- SHORT TASK:
Could you write out the part of the entries that opens with the line containing "Game engine object recognition — detect man with long" and closes with the line containing "138, 290, 237, 370", swapping "AR layer" for "HUD overlay" and keeping everything else the same?

•••••

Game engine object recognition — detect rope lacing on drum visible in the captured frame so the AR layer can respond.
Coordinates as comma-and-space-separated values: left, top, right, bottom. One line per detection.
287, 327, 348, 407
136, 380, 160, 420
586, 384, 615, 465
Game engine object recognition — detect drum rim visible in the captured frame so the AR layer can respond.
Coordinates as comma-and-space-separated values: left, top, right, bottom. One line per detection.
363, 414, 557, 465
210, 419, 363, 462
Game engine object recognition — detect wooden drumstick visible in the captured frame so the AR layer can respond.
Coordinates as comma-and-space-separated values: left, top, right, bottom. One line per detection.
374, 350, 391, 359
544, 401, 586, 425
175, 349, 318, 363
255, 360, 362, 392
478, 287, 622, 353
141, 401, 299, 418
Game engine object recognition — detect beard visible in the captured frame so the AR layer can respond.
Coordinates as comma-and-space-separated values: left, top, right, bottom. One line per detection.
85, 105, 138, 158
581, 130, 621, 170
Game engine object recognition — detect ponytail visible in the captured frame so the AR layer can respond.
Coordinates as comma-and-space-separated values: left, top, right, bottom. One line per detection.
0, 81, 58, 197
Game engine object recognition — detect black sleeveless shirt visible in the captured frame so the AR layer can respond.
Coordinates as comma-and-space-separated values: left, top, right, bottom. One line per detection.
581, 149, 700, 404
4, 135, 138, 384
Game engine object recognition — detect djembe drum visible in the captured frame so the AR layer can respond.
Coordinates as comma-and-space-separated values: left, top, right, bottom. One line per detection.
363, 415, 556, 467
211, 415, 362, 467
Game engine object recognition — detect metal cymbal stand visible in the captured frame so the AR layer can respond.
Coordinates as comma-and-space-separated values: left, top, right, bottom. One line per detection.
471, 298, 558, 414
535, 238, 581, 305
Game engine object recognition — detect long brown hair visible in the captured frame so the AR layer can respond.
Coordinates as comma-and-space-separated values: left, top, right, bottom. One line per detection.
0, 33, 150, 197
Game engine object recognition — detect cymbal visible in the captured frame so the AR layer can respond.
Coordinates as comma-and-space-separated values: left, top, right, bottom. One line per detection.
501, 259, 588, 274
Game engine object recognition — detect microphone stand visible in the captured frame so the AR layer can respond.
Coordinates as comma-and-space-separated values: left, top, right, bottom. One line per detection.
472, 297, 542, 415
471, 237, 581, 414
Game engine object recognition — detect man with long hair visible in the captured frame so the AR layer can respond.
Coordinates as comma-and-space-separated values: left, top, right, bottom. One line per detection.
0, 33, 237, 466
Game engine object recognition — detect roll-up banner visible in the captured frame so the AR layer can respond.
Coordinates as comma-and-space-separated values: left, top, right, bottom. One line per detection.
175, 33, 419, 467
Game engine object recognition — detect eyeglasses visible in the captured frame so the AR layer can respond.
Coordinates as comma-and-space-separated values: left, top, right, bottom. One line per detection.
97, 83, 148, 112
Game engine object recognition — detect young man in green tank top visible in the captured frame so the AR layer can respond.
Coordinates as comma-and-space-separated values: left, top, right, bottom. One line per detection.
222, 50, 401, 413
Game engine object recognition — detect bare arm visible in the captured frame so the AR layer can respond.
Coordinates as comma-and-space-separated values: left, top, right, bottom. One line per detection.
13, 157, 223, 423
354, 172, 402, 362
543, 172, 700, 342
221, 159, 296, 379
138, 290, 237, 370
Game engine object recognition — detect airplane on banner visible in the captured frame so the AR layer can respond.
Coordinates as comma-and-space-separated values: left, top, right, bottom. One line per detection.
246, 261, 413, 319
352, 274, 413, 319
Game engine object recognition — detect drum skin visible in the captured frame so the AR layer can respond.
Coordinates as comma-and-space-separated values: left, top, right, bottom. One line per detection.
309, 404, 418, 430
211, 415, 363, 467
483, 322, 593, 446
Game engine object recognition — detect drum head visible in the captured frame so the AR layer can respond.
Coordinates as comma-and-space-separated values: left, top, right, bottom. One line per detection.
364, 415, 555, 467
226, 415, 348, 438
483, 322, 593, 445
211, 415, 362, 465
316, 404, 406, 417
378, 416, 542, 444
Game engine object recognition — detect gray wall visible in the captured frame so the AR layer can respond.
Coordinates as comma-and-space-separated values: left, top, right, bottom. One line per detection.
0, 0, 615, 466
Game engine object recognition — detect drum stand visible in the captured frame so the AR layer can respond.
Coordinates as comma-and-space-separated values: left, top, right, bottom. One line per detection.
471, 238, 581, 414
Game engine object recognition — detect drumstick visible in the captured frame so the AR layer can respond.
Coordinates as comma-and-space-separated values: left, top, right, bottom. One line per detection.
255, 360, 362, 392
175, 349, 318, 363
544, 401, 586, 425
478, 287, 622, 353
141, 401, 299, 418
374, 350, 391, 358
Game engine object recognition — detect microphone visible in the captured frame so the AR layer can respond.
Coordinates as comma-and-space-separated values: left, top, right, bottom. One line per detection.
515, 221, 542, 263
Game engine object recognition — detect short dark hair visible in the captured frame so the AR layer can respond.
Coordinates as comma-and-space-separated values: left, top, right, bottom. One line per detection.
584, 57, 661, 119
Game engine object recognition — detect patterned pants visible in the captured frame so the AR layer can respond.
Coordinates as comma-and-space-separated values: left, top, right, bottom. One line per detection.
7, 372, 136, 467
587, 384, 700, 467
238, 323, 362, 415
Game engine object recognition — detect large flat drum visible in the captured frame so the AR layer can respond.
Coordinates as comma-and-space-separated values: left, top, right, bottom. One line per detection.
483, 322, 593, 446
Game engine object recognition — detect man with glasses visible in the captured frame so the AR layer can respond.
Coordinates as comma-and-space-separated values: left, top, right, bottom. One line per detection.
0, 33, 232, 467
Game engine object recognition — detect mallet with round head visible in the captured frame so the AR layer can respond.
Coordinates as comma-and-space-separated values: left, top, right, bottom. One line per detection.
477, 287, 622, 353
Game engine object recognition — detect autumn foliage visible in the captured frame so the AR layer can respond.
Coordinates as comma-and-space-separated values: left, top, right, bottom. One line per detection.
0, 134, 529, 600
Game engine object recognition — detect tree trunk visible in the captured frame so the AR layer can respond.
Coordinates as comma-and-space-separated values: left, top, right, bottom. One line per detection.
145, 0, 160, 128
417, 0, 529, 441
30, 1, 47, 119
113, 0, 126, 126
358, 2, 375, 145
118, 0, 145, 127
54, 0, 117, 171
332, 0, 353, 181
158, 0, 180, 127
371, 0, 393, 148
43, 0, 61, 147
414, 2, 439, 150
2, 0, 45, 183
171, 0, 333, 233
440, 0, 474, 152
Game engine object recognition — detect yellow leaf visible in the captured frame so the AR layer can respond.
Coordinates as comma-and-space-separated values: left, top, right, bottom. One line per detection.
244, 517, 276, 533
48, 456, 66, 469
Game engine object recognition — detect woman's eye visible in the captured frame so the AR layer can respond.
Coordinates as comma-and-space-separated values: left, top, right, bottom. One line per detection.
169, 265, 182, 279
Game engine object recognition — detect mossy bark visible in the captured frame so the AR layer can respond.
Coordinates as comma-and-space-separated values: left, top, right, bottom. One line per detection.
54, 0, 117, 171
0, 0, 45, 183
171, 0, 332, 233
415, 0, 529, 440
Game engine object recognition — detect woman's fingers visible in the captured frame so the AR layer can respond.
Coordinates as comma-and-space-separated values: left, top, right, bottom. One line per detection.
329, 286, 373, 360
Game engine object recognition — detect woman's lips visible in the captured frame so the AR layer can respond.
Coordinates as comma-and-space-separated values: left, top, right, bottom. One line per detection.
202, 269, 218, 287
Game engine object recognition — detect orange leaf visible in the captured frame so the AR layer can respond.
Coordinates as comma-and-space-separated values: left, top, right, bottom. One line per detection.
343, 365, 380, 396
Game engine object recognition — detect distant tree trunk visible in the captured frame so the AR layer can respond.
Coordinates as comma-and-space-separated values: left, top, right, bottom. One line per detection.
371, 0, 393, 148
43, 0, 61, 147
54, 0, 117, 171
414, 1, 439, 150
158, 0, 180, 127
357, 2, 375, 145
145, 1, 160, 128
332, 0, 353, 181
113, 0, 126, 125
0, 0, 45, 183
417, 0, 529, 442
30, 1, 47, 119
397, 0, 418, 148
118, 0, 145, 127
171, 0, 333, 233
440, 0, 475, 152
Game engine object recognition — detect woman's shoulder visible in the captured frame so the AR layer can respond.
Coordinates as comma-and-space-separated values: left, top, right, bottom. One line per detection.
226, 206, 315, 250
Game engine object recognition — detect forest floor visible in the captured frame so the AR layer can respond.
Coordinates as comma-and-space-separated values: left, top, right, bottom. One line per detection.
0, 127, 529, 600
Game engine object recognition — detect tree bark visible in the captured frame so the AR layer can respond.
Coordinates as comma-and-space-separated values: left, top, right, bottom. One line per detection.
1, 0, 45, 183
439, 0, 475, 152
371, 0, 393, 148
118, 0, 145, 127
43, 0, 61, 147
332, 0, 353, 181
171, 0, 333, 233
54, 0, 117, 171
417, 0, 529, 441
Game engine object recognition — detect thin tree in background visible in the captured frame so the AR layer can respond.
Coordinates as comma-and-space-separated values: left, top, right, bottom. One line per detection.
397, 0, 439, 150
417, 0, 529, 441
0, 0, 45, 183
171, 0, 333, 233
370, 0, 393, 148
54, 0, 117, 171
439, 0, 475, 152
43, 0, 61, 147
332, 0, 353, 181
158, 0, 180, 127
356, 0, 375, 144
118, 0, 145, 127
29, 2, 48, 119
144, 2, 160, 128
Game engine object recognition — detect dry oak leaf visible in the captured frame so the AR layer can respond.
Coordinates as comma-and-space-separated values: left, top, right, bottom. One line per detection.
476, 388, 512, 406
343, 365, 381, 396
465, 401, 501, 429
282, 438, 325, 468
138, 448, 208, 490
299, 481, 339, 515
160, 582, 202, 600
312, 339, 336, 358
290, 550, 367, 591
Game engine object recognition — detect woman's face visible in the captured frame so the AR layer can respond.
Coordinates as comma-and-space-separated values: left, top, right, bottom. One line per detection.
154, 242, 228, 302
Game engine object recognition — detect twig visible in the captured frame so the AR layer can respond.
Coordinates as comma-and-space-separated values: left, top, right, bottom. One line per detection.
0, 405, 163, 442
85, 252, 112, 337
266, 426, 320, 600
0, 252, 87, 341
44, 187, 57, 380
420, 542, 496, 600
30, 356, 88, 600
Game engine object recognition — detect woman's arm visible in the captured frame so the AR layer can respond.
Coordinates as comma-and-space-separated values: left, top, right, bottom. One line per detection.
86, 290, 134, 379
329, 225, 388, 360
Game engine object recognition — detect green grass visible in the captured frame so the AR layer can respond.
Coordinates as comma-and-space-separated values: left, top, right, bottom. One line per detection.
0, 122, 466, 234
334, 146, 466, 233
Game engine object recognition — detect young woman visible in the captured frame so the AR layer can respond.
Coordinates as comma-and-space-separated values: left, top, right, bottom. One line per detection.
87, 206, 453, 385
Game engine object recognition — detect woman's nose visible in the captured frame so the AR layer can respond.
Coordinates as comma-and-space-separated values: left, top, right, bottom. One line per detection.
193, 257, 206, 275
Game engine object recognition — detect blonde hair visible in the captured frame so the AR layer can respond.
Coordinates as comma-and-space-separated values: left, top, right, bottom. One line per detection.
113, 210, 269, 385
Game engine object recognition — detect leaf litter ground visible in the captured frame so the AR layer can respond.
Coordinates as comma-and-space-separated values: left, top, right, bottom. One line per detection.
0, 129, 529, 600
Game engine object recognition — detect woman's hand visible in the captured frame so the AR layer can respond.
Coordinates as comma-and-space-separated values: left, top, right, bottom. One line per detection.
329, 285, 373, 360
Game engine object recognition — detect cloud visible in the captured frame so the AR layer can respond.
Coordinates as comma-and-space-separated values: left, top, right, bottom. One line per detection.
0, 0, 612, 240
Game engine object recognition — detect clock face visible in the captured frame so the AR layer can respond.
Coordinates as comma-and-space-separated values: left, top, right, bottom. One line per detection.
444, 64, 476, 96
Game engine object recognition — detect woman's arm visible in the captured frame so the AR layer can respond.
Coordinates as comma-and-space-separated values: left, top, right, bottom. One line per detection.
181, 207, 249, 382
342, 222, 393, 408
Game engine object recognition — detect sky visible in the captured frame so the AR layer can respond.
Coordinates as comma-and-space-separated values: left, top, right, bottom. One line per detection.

•••••

- FULL OUTPUT:
Game engine object recognition — detect man with long hair visible in the captured frame so the HUD overlay can respond.
Coordinates as comma-and-space-separated values: left, top, right, bottom. One line per detection.
0, 33, 237, 466
Game engine object recognition — detect roll-up banner visible in the captured frame so the HUD overlay can respond.
Coordinates as comma-and-space-separated values: left, top, right, bottom. One line per detection.
175, 33, 419, 467
Game engine object recognition — detect eyeglasses visible in the captured frame so the HUD overlay can respond.
Coordinates as comma-and-space-separated values: left, top, right, bottom. One line per detection.
97, 83, 148, 112
Game engine object recognition — detect young man in green tank top visible in the captured frame so the HUD overlay can respond.
Coordinates as comma-and-space-separated values: left, top, right, bottom. One line per detection.
222, 50, 401, 413
Game engine object recognition — detect bare arm visible in the captured frame so the HUD overlay can respond.
Coordinates as comma-and-space-separated values: left, top, right, bottom. One line per detection.
13, 157, 223, 423
354, 172, 402, 362
543, 172, 700, 342
221, 159, 296, 379
138, 290, 237, 370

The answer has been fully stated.